EXCERPTED TEXT:
----
Splunk Web using your web browser

Splunk Home:

The first time you log into Splunk, you will be greeted with the Splunk Home website:

The home screen consists of the following components:

  • Navigation bar – includes links to the user profile and messages, settings and help pages.
  • Apps menu – lists the apps installed on your Splunk instance, that you have permission to view. In our example, only the Search & Reporting app is displayed.
  • Explore Splunk Enterprise – the panel that helps you to get started with Splunk. You can take a tour of the product, add data to Splunk, access Splunk apps and Splunk documentation.
  • Home Dashboard – a panel where you can later add your own custom dashboard.

Types of data sources

Splunk provides tools to configure many kinds of data inputs, including those that are specific to particular application needs. Splunk also provides the tools to configure any arbitrary data input types. In general, you can categorize Splunk inputs as follows:

  • Files and directories
  • Network events
  • Windows sources
  • Other sources

Files and directories

A lot of the data comes directly from files and directories. You can use the Splunk Enterprise files and directories monitor input processor to get data from files and directories.

Network events

Splunk Enterprise can index data from any network port. For example, Splunk can index remote data from syslog-ng or any other application that transmits over the TCP protocol. It can also index UDP data, but you should use TCP instead whenever possible for enhanced reliability.

Splunk Enterprise can also receive and index SNMP events, alerts fired off by remote devices.

Windows sources

The Windows version of Splunk Enterprise includes a wide range of Windows-specific inputs. It also provides pages in the Splunk System for defining the following Windows-specific input types:

  • Windows Event Log data
  • Windows Registry data
  • WMI data
  • Active Directory data
  • Performance monitoring data

Note: To index and search Windows data on a non-Windows instance of Splunk Enterprise, you must first use a Windows instance to gather the data.

Other data sources

Splunk Enterprise also supports other kinds of data sources. For example:

  • First-in, first-out (FIFO) queues
  • Scripted inputs:
    Get data from APIs and other remote data interfaces and message queues.
  • Modular inputs:
    Define a custom input capability to extend the Splunk Enterprise framework.

What is an index?

An index in Splunk is simply a repository for the data. It is stored on an indexer, which is a Splunk instance configured to index local and remote data. The indexed data can then be searched through a search app.

As the indexer indexes the data, it creates a bunch of files in sets of directories (called buckets). The files are organized by age. Each index occupies its own directory under $SPLUNK_HOME/var/lib/splunk. For example, here are the files for the index called testindex:

Indexes can be created with Splunk Web, the command-line interface (CLI), or by manually editing the indexes.conf file.

NOTE – By default, Splunk puts all user data into a single, preconfigured index called main. Of course, you can create your own indexes for security and performance reasons.

Create an index

Like we’ve already mentioned, indexes can be created with Splunk Web, the command line interface (CLI), or by manually editing the indexes.conf file. Of course, the easiest way to do it is to use the Splunk Web. Here are the steps:

  • Log in to Splunk Web with an administrative account and go to Settings > Indexes:
  • The Indexes page should open. Click New Index:


The New Index page should open. You need to provide the following information:

  • Index name – the name for the index. It can contain only digits, lowercase letters, underscores, and hyphens and cannot start with an underscore or a hyphen.
  • Home Path – specifies the path that contains the hot and warm buckets.
  • Cold Path – specifies the path for indexes rolled off from hot.
----
DATA EXTRACT:
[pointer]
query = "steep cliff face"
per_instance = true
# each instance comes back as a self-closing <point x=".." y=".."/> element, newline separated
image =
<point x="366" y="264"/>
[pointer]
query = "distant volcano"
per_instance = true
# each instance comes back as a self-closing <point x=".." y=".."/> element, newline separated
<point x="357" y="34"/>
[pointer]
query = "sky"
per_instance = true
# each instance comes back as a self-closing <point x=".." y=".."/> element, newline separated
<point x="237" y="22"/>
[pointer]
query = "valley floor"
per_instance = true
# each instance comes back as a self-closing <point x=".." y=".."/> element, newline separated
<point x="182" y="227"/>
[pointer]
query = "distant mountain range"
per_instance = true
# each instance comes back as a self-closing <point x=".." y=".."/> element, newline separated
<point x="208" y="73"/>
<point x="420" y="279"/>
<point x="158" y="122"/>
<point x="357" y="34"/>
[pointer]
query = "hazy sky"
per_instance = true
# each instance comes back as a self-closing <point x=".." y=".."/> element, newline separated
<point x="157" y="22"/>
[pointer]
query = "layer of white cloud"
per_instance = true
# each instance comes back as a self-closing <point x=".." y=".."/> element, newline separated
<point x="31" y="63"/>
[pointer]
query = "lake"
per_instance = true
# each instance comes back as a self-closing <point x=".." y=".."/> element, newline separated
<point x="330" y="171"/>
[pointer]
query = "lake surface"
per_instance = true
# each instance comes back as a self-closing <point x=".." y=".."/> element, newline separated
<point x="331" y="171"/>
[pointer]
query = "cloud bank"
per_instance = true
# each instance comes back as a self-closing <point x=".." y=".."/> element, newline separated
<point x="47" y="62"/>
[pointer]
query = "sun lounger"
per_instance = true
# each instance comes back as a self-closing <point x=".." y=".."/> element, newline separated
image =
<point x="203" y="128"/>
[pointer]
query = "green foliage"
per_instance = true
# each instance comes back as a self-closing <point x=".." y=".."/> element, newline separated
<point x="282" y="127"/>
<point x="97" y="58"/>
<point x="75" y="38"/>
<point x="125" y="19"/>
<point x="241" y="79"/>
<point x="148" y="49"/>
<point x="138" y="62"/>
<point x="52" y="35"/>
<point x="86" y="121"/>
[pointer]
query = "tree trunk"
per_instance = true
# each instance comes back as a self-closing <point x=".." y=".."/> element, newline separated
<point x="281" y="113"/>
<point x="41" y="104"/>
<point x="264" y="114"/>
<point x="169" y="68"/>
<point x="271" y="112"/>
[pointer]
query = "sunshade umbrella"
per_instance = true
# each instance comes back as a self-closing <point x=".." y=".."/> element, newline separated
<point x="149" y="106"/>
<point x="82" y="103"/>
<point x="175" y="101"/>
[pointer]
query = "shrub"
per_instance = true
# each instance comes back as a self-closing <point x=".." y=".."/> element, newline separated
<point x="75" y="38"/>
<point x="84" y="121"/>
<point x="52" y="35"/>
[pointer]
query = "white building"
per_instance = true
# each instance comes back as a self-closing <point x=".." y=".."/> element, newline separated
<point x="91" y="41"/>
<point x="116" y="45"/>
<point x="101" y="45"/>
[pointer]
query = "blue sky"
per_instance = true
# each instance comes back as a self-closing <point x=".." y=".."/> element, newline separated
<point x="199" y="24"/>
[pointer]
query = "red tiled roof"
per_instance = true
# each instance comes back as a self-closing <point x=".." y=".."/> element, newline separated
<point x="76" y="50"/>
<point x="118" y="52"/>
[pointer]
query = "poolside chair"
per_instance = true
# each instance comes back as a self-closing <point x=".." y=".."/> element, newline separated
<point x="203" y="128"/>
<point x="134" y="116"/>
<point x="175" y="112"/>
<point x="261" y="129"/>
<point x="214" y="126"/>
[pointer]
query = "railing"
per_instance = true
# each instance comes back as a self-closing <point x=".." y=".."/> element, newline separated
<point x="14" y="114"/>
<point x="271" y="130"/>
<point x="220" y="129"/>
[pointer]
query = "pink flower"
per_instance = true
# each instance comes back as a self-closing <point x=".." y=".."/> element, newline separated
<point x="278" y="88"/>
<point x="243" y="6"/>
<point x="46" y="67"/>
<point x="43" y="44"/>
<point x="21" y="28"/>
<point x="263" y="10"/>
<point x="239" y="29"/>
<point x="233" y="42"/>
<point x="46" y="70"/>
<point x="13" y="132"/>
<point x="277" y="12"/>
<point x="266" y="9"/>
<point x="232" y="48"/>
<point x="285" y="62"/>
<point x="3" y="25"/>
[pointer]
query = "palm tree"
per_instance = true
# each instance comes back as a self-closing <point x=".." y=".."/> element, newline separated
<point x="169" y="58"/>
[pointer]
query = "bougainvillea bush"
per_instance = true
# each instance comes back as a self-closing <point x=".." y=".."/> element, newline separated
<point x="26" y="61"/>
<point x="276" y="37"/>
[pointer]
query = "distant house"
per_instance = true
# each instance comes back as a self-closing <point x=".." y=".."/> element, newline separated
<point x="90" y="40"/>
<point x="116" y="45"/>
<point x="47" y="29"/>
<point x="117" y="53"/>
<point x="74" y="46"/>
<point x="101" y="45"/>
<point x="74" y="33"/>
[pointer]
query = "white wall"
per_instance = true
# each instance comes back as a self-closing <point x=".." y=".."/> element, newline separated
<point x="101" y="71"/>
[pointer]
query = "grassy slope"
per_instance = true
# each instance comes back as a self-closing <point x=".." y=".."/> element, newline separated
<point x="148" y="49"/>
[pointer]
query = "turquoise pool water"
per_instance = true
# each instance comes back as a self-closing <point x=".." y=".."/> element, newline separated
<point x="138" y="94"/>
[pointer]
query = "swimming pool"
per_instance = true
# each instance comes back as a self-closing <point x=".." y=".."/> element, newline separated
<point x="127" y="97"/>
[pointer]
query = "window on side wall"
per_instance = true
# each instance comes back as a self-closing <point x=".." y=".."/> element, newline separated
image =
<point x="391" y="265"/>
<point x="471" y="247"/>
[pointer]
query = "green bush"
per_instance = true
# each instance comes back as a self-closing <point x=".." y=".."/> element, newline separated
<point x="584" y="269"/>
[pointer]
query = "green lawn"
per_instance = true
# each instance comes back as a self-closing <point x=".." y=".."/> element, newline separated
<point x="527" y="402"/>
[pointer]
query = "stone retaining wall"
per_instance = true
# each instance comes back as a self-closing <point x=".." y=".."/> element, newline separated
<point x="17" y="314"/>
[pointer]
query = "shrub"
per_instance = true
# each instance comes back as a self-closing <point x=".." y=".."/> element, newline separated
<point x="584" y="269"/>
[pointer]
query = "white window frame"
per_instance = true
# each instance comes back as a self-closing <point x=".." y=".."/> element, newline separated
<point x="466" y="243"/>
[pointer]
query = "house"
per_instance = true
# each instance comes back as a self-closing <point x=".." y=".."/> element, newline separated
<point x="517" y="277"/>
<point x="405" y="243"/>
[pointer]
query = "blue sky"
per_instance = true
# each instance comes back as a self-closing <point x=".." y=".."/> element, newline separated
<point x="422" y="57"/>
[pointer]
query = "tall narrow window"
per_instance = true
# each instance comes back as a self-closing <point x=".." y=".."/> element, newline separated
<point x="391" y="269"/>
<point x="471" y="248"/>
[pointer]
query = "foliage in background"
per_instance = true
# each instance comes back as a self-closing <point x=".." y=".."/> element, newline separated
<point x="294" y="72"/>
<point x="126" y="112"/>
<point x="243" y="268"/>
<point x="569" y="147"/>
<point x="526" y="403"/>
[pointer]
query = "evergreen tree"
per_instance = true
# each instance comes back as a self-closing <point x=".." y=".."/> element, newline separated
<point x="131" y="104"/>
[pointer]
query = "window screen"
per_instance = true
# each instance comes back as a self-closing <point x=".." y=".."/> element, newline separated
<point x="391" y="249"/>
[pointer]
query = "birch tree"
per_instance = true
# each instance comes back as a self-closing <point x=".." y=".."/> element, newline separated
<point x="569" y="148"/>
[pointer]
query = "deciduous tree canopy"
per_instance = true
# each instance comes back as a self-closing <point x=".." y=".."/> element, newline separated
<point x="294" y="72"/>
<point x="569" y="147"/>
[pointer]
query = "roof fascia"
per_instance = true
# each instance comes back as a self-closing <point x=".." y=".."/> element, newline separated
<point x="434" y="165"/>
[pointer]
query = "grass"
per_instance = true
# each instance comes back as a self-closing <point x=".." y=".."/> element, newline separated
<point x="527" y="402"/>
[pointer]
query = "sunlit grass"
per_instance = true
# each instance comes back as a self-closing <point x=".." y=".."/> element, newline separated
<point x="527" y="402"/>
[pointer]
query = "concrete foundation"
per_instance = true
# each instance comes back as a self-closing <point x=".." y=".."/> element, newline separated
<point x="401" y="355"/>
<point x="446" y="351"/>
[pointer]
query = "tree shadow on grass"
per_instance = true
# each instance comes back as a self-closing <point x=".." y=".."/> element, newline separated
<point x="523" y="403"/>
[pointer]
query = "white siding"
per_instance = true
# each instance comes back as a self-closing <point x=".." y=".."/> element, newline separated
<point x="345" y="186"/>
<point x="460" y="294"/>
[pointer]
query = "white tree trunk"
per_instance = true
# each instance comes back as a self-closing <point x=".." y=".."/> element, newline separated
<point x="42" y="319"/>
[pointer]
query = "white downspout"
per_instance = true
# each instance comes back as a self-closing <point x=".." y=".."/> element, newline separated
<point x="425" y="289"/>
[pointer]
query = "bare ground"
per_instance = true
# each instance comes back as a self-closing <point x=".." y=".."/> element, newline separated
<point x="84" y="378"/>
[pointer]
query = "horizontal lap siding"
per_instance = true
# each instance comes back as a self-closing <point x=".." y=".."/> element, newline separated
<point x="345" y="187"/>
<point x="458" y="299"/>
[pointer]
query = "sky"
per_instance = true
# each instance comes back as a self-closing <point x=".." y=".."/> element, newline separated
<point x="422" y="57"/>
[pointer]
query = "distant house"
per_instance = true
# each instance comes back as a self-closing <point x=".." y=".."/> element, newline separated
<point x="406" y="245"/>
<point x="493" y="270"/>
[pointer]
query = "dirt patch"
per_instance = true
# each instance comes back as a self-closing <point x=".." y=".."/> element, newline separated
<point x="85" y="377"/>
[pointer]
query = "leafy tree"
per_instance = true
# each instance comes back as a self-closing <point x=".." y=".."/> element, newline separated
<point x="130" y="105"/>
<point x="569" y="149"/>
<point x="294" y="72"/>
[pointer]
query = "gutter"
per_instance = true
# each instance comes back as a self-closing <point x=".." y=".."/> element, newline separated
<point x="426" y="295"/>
----
WORK TO DO:
[a] Answer these questions from the Splunk tutorial:
(i) In the example, which app is the only one shown in the Apps menu?
(ii) Which protocol should be used instead of UDP whenever possible?
(iii) What is the preconfigured index that holds all user data by default called?
[b] Duplicate the passage of the Splunk tutorial starting at "Indexes can be created with Splunk Web, the command-line" and ending at "and performance reasons.".
The rows have no connection to the Splunk tutorial.

RESPONSES PER TASK:
[a]
(i) Search & Reporting
(ii) TCP
(iii) main

[b]
Indexes can be created with Splunk Web, the command-line interface (CLI), or by manually editing the indexes.conf file.

NOTE – By default, Splunk puts all user data into a single, preconfigured index called main. Of course, you can create your own indexes for security and performance reasons.